_OBJECTIVES_
**a.** Answer these questions from the pull request text:
(i) How many zero samples does the reference prepend before the unfold?
(ii) What formula does the text give as the correct periodic Hann window?
(iii) Which file contains the sanitize() fix, and which issue number does that fix close?
**b.** Translate this sentence from the pull request text into Spanish: "The +0.5 phase shift produces meaningfully different spectral values."

_SOURCE EXTRACT_
┏━━

Skip to content

fix: Gemma 4 audio — mel preprocessing, weight loading, feature extractor#931

Merged
Blaizzy merged 5 commits into
Blaizzy:mainfrom
stephencox-ict:fix/gemma4-audio
Apr 7, 2026
Merged

fix: Gemma 4 audio — mel preprocessing, weight loading, feature extractor#931
Blaizzy merged 5 commits into
Blaizzy:mainfrom
stephencox-ict:fix/gemma4-audio

Conversation

@stephencox-ict
Copy link
Copy Markdown
Contributor

Overview

Fix four bugs preventing Gemma 4 audio (E2B/E4B) from producing correct transcriptions. These were discovered while implementing and debugging the Gemma 4 audio conformer encoder for llama.cpp (ggml-org/llama.cpp#21421), where we traced tensors between PyTorch and C++ to identify divergences.

Fixes

1. Missing semicausal left-padding (audio_feature_extractor.py)

The HF reference prepends frame_length // 2 (160) zero samples before the unfold, centering the first frame at t=0. Without this:

  • The mel spectrogram is misaligned vs what the model was trained on
  • The frame count is systematically fewer, causing the token count mismatch that triggers the broadcast shapes error (Gemma4 Value Error - Broadcast Shapes #923)

2. Wrong Hann window formula (audio_feature_extractor.py)

Used cos(2π(n+0.5)/N) instead of the correct periodic Hann cos(2πn/N). The +0.5 phase shift produces meaningfully different spectral values. Verified against HF Transformers reference which uses window_function(frame_length) = periodic Hann.

3. sanitize() double-nests model. prefix (gemma4.py) — fixes #912

HF checkpoint keys like model.language_model.model.embed_tokens.weight become language_model.model.embed_tokens.weight after stripping the outer model. prefix — this already matches the MLX attribute path. The unconditional .model. insertion created language_model.model.model.*, so all language model weights loaded as zero.

┗━━

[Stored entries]
┏━━

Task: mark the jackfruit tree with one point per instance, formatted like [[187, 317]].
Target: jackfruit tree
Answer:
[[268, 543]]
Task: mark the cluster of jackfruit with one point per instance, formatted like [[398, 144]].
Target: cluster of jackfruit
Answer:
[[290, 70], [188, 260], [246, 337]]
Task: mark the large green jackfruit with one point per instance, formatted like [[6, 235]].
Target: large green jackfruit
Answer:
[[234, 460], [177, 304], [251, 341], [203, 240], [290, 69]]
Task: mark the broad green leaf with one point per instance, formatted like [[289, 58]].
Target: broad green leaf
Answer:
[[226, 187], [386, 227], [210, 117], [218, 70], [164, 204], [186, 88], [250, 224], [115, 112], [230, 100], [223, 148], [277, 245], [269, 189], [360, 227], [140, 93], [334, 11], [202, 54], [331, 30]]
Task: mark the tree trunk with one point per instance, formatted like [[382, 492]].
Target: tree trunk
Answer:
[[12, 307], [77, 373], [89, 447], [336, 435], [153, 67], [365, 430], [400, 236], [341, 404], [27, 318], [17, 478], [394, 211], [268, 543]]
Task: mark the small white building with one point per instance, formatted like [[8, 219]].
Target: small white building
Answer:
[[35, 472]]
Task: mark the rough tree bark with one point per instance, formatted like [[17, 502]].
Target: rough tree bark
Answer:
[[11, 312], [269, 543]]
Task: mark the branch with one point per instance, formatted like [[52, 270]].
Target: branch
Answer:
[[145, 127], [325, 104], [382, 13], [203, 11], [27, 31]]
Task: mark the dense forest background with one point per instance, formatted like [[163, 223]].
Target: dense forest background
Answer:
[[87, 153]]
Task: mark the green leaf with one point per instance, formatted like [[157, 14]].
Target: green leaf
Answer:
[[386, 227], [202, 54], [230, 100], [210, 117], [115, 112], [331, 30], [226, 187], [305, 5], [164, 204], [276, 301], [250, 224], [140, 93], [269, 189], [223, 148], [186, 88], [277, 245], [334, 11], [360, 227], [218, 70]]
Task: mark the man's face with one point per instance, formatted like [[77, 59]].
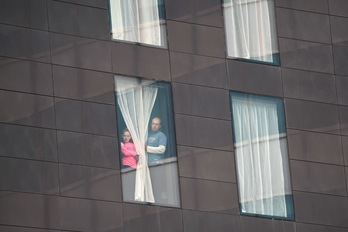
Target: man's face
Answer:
[[156, 124]]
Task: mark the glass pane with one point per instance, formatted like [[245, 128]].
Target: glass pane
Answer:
[[261, 156], [147, 141], [138, 21], [251, 30]]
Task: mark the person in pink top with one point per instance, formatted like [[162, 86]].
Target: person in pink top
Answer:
[[129, 153]]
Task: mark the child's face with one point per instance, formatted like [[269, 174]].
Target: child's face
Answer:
[[126, 137]]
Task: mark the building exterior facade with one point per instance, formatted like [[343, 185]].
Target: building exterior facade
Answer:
[[61, 122]]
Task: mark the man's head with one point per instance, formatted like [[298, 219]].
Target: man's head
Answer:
[[156, 124]]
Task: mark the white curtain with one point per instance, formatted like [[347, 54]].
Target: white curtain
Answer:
[[250, 29], [136, 21], [261, 156], [136, 99]]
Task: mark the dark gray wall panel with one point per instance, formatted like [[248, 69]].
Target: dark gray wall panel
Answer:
[[29, 176], [18, 209], [338, 7], [341, 60], [311, 86], [134, 60], [26, 13], [207, 222], [199, 70], [339, 27], [94, 3], [78, 20], [24, 229], [342, 93], [87, 215], [201, 101], [27, 109], [26, 76], [344, 119], [89, 182], [151, 218], [312, 116], [205, 12], [266, 225], [28, 142], [321, 209], [80, 52], [90, 150], [315, 147], [83, 85], [319, 6], [254, 78], [345, 149], [86, 117], [196, 39], [206, 164], [306, 55], [213, 196], [303, 25], [203, 132], [302, 227], [319, 178], [24, 43]]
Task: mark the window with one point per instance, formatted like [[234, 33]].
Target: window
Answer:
[[261, 156], [251, 30], [147, 141], [138, 21]]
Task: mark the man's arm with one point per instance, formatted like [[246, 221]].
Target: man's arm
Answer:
[[156, 150]]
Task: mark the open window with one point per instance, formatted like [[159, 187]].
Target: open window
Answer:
[[251, 30], [138, 21], [147, 141], [261, 156]]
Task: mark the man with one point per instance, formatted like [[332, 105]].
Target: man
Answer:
[[156, 142]]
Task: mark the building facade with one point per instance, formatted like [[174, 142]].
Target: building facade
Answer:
[[60, 128]]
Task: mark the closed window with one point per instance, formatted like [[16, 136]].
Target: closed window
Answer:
[[138, 21], [261, 156], [251, 30], [147, 141]]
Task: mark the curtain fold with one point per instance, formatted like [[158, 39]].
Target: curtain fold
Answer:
[[136, 21], [261, 157], [250, 29], [136, 100]]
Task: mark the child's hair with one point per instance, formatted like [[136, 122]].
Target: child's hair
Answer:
[[126, 130]]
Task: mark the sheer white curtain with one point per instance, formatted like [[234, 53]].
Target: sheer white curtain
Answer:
[[136, 21], [136, 99], [261, 156], [250, 29]]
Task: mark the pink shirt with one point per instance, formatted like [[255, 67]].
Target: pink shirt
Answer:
[[129, 151]]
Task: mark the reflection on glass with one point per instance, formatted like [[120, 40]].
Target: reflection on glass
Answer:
[[138, 21], [147, 141], [261, 156], [251, 30]]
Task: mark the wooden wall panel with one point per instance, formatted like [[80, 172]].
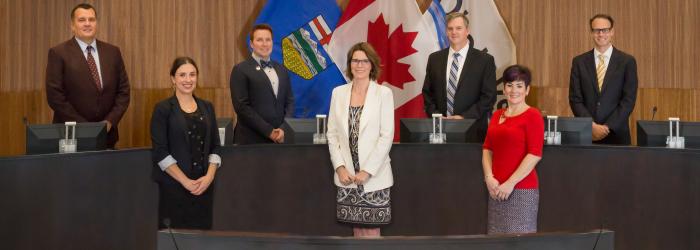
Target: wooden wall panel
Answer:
[[662, 35]]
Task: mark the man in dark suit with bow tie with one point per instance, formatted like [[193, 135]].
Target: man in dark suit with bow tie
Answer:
[[603, 85], [261, 93], [86, 79], [460, 81]]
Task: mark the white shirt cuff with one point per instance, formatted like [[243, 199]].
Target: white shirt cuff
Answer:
[[166, 162], [216, 159]]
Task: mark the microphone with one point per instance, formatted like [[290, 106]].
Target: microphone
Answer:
[[166, 222], [600, 232]]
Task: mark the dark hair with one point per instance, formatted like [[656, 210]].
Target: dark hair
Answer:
[[371, 55], [182, 61], [517, 73], [603, 16], [86, 6], [262, 26]]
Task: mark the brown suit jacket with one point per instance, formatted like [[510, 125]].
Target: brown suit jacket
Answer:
[[73, 95]]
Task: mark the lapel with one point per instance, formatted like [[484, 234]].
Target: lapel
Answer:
[[102, 64], [179, 117], [85, 68], [343, 109], [278, 69], [442, 70], [589, 62], [207, 120], [612, 66], [467, 64], [260, 74], [371, 104]]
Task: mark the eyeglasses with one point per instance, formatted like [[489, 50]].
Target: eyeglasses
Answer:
[[360, 61], [601, 31]]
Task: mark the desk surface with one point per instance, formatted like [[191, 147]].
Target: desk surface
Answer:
[[648, 196]]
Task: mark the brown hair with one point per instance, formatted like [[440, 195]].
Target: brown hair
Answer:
[[371, 55], [455, 15]]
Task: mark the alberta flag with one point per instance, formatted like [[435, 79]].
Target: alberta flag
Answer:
[[403, 36], [301, 33]]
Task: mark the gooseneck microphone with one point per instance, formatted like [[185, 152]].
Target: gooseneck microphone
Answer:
[[166, 222]]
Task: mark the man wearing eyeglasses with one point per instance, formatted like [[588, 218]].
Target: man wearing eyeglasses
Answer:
[[603, 85]]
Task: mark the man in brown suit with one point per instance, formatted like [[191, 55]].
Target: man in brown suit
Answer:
[[85, 78]]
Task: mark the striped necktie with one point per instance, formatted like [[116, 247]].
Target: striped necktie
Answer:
[[600, 71], [93, 69], [452, 84]]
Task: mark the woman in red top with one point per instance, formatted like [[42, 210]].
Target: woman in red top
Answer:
[[512, 148]]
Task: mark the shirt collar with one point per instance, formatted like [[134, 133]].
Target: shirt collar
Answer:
[[462, 52], [257, 58], [83, 45]]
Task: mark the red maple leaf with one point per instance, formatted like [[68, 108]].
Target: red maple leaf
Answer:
[[391, 48]]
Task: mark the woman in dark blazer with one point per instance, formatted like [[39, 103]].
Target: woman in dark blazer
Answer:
[[185, 151]]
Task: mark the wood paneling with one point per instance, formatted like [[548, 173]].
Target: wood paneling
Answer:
[[548, 34]]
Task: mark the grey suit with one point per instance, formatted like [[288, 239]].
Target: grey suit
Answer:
[[259, 110], [611, 106]]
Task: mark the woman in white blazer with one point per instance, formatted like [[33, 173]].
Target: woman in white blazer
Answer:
[[360, 135]]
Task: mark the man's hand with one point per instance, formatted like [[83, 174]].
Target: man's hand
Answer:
[[599, 131]]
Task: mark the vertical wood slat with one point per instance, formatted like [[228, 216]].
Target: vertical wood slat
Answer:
[[547, 33]]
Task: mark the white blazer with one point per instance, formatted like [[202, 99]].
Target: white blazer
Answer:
[[375, 137]]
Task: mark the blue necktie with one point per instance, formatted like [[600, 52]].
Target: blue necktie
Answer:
[[452, 84], [265, 64]]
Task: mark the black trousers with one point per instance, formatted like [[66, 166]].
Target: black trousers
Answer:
[[184, 210]]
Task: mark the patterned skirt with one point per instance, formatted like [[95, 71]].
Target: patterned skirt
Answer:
[[363, 209], [516, 215]]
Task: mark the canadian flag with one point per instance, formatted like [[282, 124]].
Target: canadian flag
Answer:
[[402, 36]]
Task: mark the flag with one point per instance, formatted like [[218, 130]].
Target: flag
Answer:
[[301, 34], [403, 37], [489, 33]]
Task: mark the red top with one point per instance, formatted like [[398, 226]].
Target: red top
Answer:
[[511, 141]]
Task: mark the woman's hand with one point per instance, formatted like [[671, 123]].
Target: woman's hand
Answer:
[[189, 184], [492, 186], [206, 180], [344, 176], [361, 178], [204, 183], [504, 190]]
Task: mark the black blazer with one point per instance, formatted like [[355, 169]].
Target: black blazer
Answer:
[[258, 110], [614, 104], [169, 136], [476, 90], [73, 95]]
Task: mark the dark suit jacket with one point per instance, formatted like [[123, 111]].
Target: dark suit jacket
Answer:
[[614, 104], [73, 95], [476, 90], [169, 137], [258, 110]]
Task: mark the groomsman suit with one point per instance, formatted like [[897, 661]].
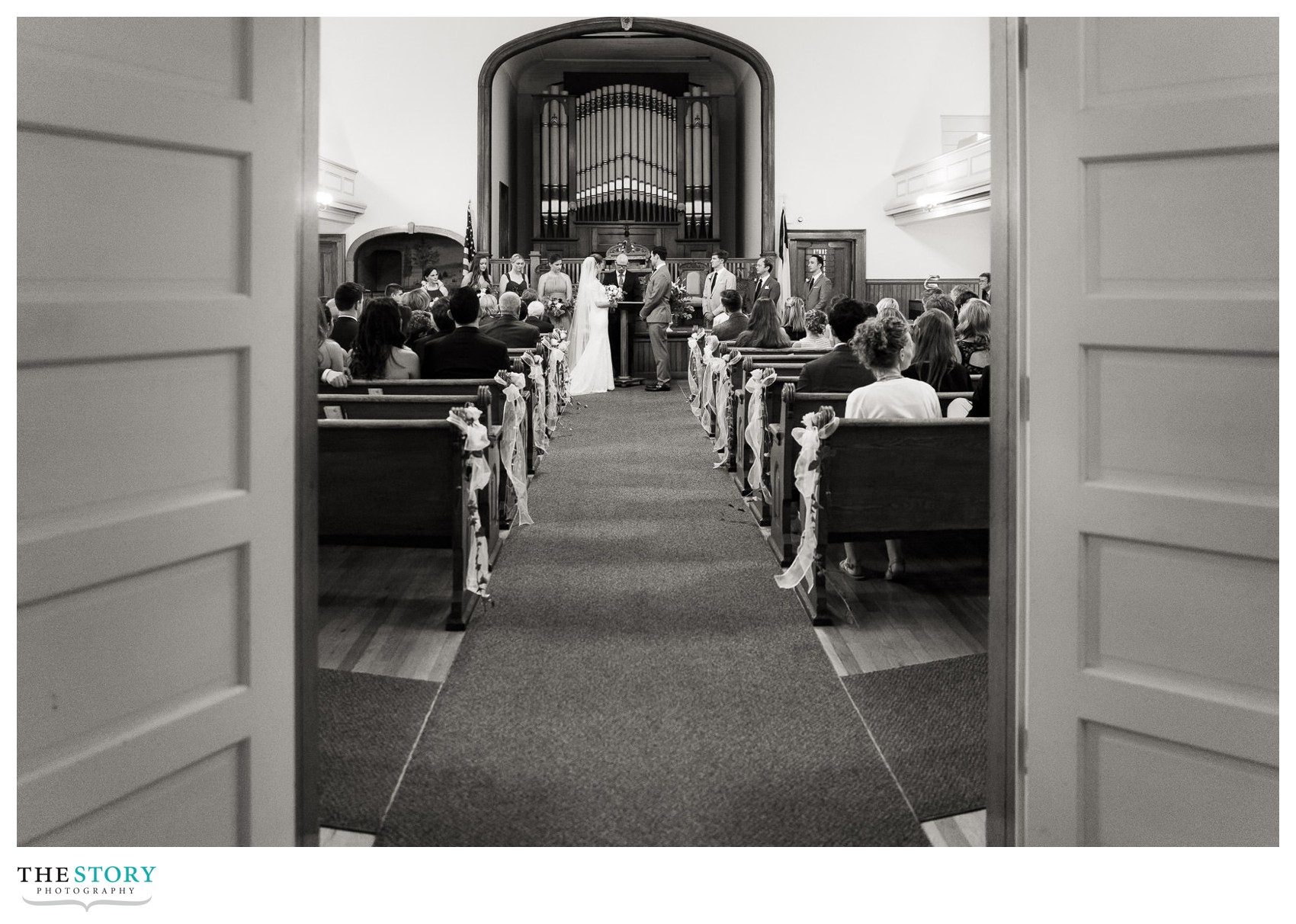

┗━━

_WORKED SOLUTIONS_
**a.**
(i) 160 zero samples (frame_length // 2).
(ii) cos(2πn/N).
(iii) gemma4.py; it fixes #912.

**b.** El desplazamiento de fase de +0,5 produce valores espectrales significativamente diferentes.